> [Exercise task A]:
Identify and copy every line of the entries that contains the string "reflective". Case counts.
***** Page extract
United States District Court, E.D. Louisiana

June 17, 2015

JANE DOE, individually and on behalf of her minor son, JOHN DOE,
v.
JERRY DANTIN, ET AL, Section:

ORDER AND REASONS

JAY C. ZAINEY, District Judge.

Before the Court is a Motion for Summary Judgment (Rec. Doc. 82) filed by defendants David Camardelle, Euris Dubois, and the Town of Grand Isle. Plaintiffs, Jane Doe, and her minor son, John Doe, oppose the motion.[1] The motion, set for hearing on May 1, 2015, is before the Court on the briefs without oral argument.[2] For the reasons that follow, the motion is GRANTED.

I. BACKGROUND

This case concerns an alleged cover-up by the mayor of Grand Isle, the chief of police of Grand Isle, and the Grand Isle Police Department/Town of Grand Isle in investigating a possible felony. Defendant David Camardelle ("Camardelle") is the mayor of the Town of Grand Isle and a neighbor of John Doe's father. At the time of the incident, defendant Jerry Dantin ("Dantin") had been dating Camardelle's mother. Plaintiffs allege that on March 30, 2010, Jane Doe's son, John Doe, informed her that Dantin had sexually molested him by allowing him/instructing him to put cream on Dantin's penis and in Dantin's anus. In response, Jane Doe told John Doe's father about the sexual molestation. John Doe's father called Camardelle on March 31, 2010 to inform him of the allegations. Camardelle and John Doe's father discussed getting more information before taking further action, and John Doe's father agreed to give Camardelle until April 5, 2010, due to the upcoming Easter weekend.
**********
***** Material shown
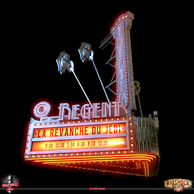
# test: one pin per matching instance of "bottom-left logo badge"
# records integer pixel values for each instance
(9, 182)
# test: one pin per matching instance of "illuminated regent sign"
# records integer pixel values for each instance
(43, 108)
(67, 135)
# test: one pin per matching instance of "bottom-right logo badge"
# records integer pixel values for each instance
(178, 184)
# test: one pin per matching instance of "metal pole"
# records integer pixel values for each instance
(81, 88)
(111, 84)
(140, 105)
(100, 80)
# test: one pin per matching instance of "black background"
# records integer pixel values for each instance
(34, 35)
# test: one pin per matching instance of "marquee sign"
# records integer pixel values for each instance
(66, 135)
(103, 137)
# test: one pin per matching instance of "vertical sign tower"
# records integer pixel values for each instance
(125, 82)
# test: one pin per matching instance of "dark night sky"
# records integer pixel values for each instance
(36, 36)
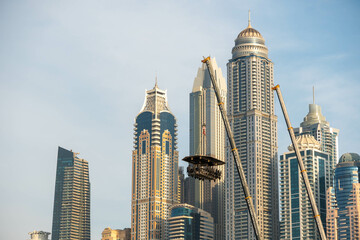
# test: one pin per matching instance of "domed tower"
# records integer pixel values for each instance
(251, 112)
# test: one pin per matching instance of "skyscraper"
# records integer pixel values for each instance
(345, 209)
(39, 235)
(71, 217)
(116, 234)
(252, 118)
(316, 124)
(190, 223)
(296, 216)
(207, 137)
(154, 167)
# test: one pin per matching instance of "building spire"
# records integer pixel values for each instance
(249, 25)
(156, 86)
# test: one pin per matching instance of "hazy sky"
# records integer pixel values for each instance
(74, 74)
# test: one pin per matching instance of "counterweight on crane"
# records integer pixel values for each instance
(301, 166)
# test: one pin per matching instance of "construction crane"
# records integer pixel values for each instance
(234, 150)
(301, 166)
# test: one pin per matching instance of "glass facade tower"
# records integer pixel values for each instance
(346, 207)
(190, 223)
(250, 106)
(296, 216)
(71, 216)
(207, 137)
(316, 124)
(154, 167)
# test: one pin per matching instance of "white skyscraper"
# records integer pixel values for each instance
(251, 114)
(207, 137)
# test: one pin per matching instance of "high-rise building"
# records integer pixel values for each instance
(116, 234)
(254, 124)
(190, 223)
(331, 215)
(343, 212)
(154, 167)
(207, 137)
(71, 216)
(181, 186)
(39, 235)
(296, 216)
(316, 124)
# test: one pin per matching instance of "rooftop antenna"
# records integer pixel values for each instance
(313, 94)
(156, 80)
(249, 26)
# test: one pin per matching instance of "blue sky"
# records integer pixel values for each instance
(74, 74)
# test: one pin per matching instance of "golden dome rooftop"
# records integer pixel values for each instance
(248, 42)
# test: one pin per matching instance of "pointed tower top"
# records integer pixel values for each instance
(156, 86)
(313, 94)
(249, 25)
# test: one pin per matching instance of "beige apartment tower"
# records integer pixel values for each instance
(116, 234)
(250, 106)
(154, 167)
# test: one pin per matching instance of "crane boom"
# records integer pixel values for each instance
(301, 166)
(235, 152)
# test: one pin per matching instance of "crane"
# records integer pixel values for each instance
(234, 150)
(301, 166)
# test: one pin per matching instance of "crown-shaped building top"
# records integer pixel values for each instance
(249, 41)
(155, 100)
(306, 141)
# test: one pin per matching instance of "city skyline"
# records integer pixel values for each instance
(71, 67)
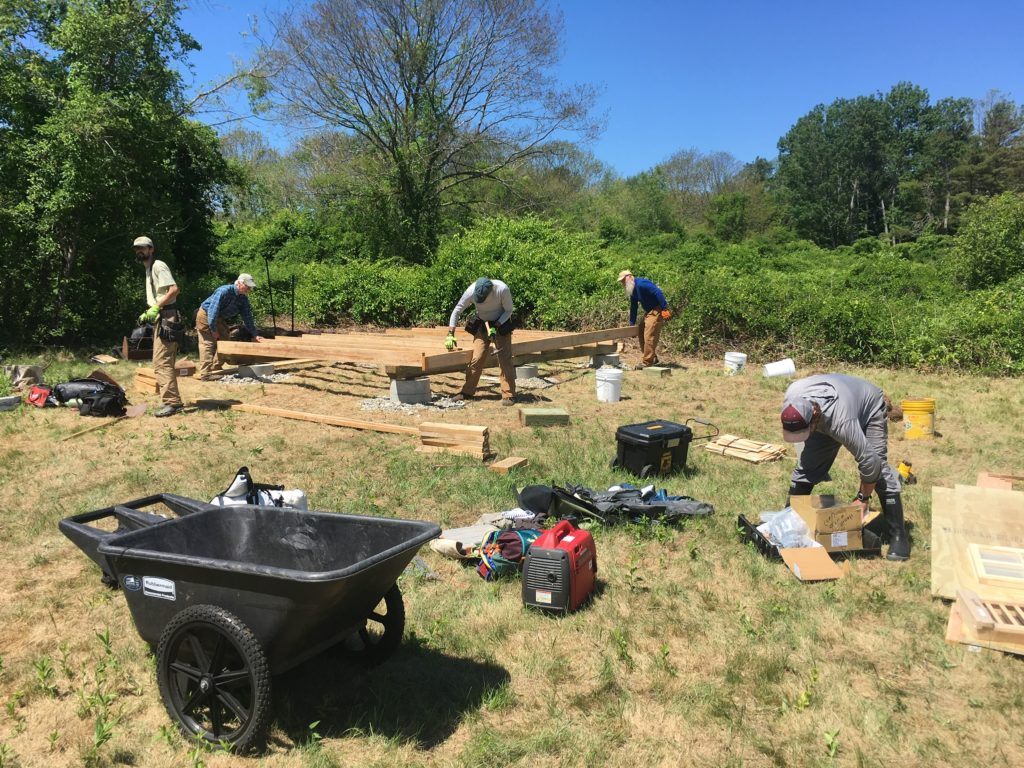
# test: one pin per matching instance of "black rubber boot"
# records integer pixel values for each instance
(799, 488)
(899, 542)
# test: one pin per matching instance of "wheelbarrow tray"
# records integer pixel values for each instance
(299, 581)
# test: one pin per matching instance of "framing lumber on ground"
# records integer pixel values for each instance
(413, 352)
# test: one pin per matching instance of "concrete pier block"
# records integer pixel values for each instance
(411, 390)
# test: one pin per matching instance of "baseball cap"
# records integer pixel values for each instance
(797, 415)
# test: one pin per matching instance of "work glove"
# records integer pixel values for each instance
(150, 315)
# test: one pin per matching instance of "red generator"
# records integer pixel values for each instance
(559, 570)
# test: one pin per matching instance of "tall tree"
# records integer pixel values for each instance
(440, 91)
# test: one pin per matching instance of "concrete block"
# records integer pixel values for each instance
(526, 372)
(256, 371)
(411, 390)
(599, 360)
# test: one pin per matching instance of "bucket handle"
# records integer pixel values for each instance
(708, 424)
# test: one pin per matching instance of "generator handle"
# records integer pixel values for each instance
(708, 424)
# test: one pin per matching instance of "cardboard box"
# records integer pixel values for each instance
(824, 515)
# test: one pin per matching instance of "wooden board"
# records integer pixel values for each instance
(965, 515)
(543, 417)
(958, 632)
(333, 421)
(739, 448)
(507, 465)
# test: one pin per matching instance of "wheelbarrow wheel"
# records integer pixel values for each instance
(214, 678)
(380, 637)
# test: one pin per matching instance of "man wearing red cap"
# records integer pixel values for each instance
(642, 292)
(834, 411)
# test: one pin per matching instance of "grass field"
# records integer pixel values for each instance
(696, 651)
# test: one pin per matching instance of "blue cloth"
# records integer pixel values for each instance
(646, 294)
(227, 302)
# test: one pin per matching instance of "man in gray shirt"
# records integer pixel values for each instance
(834, 411)
(492, 324)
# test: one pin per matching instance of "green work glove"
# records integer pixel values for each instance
(150, 315)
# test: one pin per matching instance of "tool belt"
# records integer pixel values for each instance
(171, 328)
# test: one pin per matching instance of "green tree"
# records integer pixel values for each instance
(103, 151)
(989, 245)
(439, 93)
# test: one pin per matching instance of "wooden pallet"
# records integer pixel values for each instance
(543, 417)
(739, 448)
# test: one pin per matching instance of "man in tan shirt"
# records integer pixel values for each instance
(161, 293)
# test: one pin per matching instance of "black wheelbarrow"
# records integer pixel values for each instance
(229, 596)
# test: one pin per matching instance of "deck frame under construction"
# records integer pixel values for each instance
(410, 353)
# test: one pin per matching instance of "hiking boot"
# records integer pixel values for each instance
(899, 542)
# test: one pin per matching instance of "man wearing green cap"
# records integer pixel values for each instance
(162, 293)
(492, 324)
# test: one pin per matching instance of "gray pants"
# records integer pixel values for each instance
(820, 452)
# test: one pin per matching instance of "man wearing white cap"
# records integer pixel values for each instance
(493, 323)
(162, 293)
(834, 411)
(211, 320)
(642, 292)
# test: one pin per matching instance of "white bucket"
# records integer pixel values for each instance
(784, 367)
(734, 363)
(609, 384)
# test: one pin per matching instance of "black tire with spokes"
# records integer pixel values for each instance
(214, 678)
(380, 637)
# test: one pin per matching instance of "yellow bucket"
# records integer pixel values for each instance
(919, 418)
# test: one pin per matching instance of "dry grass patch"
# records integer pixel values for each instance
(694, 651)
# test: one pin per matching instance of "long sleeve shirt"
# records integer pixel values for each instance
(227, 302)
(847, 403)
(496, 309)
(647, 295)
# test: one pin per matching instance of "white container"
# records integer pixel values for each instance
(734, 363)
(784, 367)
(609, 384)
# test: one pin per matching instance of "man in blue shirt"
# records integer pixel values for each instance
(211, 320)
(644, 293)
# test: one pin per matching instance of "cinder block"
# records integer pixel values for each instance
(256, 371)
(599, 360)
(411, 390)
(526, 372)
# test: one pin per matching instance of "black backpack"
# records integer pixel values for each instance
(97, 397)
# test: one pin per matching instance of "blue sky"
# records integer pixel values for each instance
(729, 76)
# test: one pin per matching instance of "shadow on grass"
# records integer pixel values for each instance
(419, 695)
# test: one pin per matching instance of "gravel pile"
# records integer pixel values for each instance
(386, 403)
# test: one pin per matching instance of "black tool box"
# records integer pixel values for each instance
(655, 448)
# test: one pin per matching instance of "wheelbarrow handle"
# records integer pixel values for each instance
(708, 424)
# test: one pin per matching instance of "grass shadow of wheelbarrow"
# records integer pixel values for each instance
(230, 597)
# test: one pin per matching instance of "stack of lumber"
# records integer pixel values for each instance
(415, 352)
(543, 417)
(145, 381)
(739, 448)
(459, 438)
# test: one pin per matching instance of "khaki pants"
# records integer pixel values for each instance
(648, 332)
(164, 356)
(481, 345)
(208, 359)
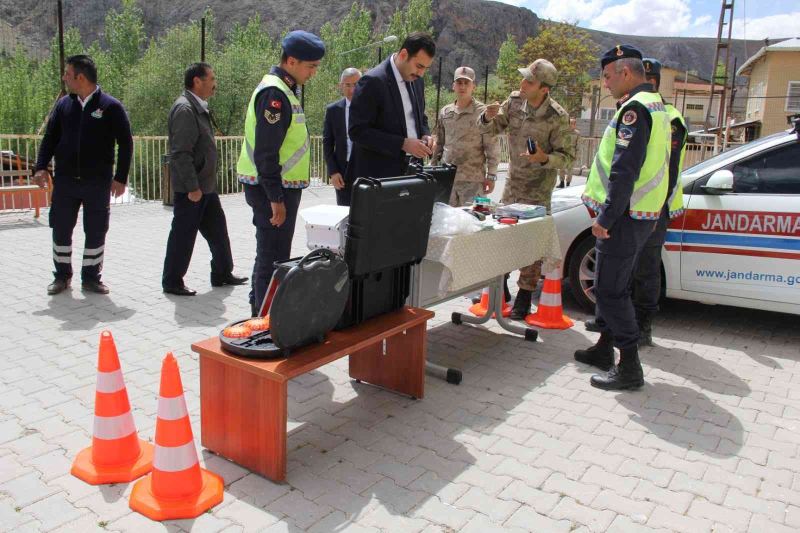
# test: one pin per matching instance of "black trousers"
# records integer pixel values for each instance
(616, 258)
(69, 194)
(272, 244)
(647, 274)
(207, 217)
(343, 196)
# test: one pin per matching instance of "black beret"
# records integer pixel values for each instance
(652, 67)
(621, 51)
(303, 45)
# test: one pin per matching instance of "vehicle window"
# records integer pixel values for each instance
(773, 172)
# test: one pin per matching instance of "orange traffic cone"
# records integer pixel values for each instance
(117, 454)
(177, 487)
(549, 313)
(480, 308)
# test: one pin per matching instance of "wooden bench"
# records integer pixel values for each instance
(243, 402)
(36, 194)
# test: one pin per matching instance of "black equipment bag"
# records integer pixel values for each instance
(307, 297)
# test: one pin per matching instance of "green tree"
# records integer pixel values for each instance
(508, 61)
(124, 40)
(239, 65)
(572, 52)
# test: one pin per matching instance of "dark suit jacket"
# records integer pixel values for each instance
(378, 125)
(334, 138)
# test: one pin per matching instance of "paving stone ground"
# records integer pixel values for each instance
(523, 444)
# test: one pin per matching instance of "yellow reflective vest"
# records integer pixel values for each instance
(650, 187)
(294, 155)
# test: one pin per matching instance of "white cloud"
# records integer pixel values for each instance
(645, 17)
(772, 26)
(583, 11)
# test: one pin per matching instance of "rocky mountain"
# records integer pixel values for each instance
(467, 31)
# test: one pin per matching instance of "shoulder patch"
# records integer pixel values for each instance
(629, 117)
(272, 118)
(625, 133)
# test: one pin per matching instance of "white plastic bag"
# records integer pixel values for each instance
(448, 220)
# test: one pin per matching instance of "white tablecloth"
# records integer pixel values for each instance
(475, 257)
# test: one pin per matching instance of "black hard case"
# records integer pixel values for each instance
(305, 300)
(389, 223)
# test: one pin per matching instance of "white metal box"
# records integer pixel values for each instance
(326, 226)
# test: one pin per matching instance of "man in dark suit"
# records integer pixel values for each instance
(388, 125)
(336, 143)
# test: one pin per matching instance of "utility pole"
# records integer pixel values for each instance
(722, 49)
(595, 94)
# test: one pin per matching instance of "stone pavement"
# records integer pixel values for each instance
(523, 444)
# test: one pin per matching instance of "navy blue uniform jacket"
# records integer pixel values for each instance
(378, 125)
(82, 140)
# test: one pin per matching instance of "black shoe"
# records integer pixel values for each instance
(591, 325)
(626, 375)
(58, 286)
(522, 305)
(95, 286)
(230, 279)
(183, 290)
(601, 355)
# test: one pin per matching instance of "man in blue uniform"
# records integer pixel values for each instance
(647, 274)
(627, 189)
(274, 165)
(81, 133)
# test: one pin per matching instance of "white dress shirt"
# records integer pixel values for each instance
(347, 127)
(408, 106)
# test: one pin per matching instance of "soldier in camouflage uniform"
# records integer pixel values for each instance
(530, 112)
(460, 142)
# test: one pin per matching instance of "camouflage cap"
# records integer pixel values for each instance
(464, 73)
(541, 70)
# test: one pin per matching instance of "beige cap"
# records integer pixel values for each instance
(541, 70)
(464, 73)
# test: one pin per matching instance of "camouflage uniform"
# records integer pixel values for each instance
(460, 142)
(532, 183)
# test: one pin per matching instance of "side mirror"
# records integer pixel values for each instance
(720, 182)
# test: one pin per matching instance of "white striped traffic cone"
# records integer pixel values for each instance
(549, 312)
(177, 487)
(117, 454)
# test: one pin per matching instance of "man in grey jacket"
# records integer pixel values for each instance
(193, 170)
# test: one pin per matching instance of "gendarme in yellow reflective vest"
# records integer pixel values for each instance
(650, 188)
(676, 198)
(294, 156)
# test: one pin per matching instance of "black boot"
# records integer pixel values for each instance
(627, 374)
(646, 331)
(522, 305)
(601, 355)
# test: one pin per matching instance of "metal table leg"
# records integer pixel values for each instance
(496, 307)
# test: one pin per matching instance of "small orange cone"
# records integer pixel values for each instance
(480, 308)
(117, 454)
(549, 313)
(177, 487)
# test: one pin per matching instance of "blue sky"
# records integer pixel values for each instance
(753, 19)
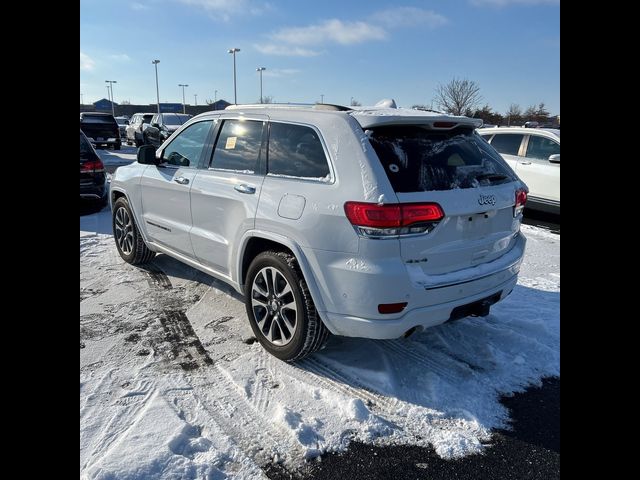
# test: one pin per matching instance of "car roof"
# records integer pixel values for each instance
(367, 117)
(552, 131)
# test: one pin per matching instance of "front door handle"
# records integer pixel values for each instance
(244, 188)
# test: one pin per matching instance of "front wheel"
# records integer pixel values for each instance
(129, 241)
(280, 308)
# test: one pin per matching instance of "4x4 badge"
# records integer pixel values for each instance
(487, 199)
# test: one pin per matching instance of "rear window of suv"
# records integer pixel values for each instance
(417, 159)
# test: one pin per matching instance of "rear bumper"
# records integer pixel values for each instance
(425, 317)
(351, 296)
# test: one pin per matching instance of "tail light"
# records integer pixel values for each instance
(374, 220)
(521, 199)
(95, 166)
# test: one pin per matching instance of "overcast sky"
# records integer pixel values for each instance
(367, 50)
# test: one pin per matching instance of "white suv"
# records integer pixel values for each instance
(534, 154)
(372, 223)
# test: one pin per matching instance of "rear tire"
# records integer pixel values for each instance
(281, 311)
(129, 241)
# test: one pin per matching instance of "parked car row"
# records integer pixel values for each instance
(534, 154)
(93, 178)
(101, 129)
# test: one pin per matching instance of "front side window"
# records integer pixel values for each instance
(542, 147)
(238, 146)
(296, 151)
(186, 148)
(507, 143)
(417, 159)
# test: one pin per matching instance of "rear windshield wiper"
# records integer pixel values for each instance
(491, 176)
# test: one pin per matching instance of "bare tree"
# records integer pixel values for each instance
(514, 114)
(458, 96)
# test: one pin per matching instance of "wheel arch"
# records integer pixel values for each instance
(117, 192)
(255, 242)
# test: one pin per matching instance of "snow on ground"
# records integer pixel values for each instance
(171, 385)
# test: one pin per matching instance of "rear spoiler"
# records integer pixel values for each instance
(371, 118)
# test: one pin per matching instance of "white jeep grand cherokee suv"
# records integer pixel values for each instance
(374, 222)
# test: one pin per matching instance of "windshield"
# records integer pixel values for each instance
(417, 159)
(97, 119)
(175, 119)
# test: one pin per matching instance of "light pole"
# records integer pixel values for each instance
(156, 62)
(184, 108)
(235, 93)
(260, 69)
(111, 82)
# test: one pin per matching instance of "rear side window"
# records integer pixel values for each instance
(541, 147)
(238, 146)
(185, 149)
(417, 159)
(507, 143)
(98, 119)
(85, 146)
(296, 151)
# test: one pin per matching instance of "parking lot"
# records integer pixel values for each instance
(173, 384)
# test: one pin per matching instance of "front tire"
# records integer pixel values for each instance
(281, 311)
(129, 242)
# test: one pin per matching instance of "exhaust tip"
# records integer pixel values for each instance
(411, 331)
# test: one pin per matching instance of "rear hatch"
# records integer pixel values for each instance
(445, 162)
(100, 127)
(91, 167)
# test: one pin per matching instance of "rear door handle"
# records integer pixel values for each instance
(244, 188)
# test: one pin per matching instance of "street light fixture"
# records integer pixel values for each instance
(184, 107)
(260, 69)
(235, 93)
(111, 82)
(156, 62)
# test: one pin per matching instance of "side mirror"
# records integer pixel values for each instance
(147, 155)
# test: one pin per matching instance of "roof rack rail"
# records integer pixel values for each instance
(314, 106)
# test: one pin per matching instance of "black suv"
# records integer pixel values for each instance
(93, 179)
(101, 129)
(162, 126)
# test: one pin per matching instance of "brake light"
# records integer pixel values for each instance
(391, 307)
(372, 219)
(92, 165)
(521, 199)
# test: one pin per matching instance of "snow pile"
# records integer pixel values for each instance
(171, 385)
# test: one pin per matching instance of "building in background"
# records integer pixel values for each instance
(104, 105)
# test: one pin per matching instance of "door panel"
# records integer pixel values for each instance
(166, 202)
(224, 195)
(166, 206)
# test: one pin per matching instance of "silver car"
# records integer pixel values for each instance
(375, 222)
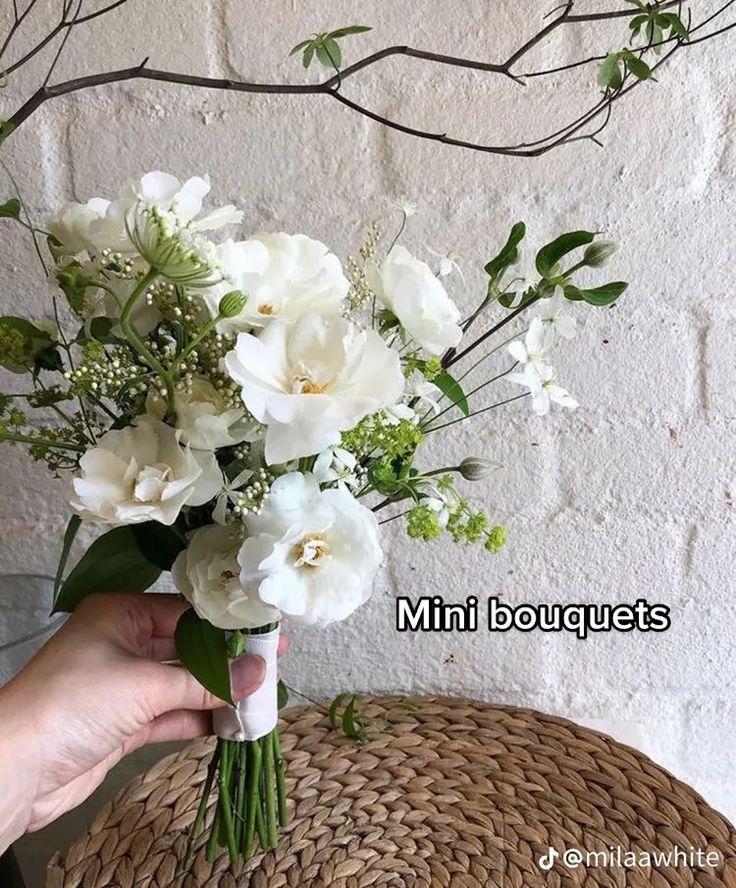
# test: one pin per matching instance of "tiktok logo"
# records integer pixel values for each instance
(547, 861)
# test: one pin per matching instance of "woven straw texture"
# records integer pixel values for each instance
(445, 793)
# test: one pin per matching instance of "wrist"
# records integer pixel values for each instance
(18, 771)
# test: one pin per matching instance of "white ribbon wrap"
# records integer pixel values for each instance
(256, 715)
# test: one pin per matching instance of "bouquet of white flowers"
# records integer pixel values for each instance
(240, 412)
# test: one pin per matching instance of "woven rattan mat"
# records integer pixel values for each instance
(444, 793)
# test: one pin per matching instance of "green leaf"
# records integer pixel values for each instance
(345, 32)
(351, 727)
(11, 209)
(610, 75)
(599, 296)
(509, 254)
(158, 543)
(300, 46)
(334, 706)
(202, 648)
(550, 255)
(113, 563)
(329, 53)
(452, 389)
(73, 282)
(26, 348)
(638, 68)
(676, 24)
(70, 534)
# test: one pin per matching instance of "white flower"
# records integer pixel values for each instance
(204, 416)
(230, 495)
(337, 465)
(283, 275)
(542, 384)
(532, 350)
(310, 380)
(448, 263)
(101, 224)
(206, 574)
(553, 314)
(142, 473)
(409, 290)
(313, 554)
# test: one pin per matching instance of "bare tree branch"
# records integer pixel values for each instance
(587, 126)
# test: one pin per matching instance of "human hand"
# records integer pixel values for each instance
(96, 691)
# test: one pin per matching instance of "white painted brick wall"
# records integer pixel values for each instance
(628, 497)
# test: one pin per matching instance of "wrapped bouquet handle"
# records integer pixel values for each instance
(257, 714)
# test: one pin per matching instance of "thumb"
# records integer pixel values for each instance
(179, 689)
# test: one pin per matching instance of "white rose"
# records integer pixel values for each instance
(311, 380)
(101, 224)
(283, 276)
(313, 554)
(206, 574)
(142, 473)
(204, 416)
(409, 290)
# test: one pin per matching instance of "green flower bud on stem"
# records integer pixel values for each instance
(474, 468)
(598, 253)
(232, 304)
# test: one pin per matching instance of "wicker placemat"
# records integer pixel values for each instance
(445, 793)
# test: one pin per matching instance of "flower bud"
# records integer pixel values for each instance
(232, 304)
(473, 468)
(598, 253)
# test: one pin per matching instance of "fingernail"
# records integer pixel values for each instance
(246, 675)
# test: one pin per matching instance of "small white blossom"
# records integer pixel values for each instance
(312, 554)
(206, 419)
(533, 347)
(142, 473)
(542, 384)
(409, 290)
(447, 263)
(310, 380)
(207, 575)
(336, 465)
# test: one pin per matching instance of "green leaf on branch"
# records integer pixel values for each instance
(73, 282)
(452, 389)
(349, 723)
(552, 253)
(24, 348)
(202, 649)
(10, 209)
(610, 73)
(158, 543)
(113, 563)
(325, 46)
(70, 535)
(509, 255)
(599, 296)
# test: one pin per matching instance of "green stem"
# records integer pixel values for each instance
(225, 804)
(203, 333)
(133, 337)
(253, 800)
(29, 439)
(202, 810)
(280, 777)
(269, 790)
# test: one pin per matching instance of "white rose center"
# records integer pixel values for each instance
(310, 550)
(150, 483)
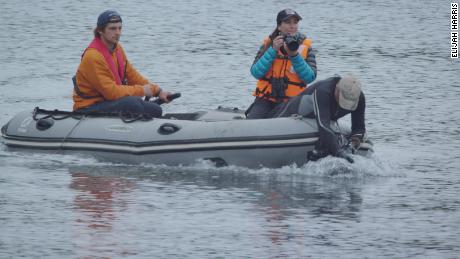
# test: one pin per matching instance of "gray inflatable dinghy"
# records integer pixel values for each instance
**********
> [Exercise task B]:
Translate this sentence from the court order into Spanish: "Before the Court is a Motion for Summary Judgment (Rec. Doc. 82) filed by defendants David Camardelle, Euris Dubois, and the Town of Grand Isle."

> [Task output A]:
# test: one pin per matching instance of "yellow reflective vest"
# test: one pin per matching instance of "gendarme in yellow reflective vest"

> [Task output B]:
Ante el Tribunal se encuentra una Moción de Sentencia Sumaria (Rec. Doc. 82) presentada por los demandados David Camardelle, Euris Dubois y el Municipio de Grand Isle.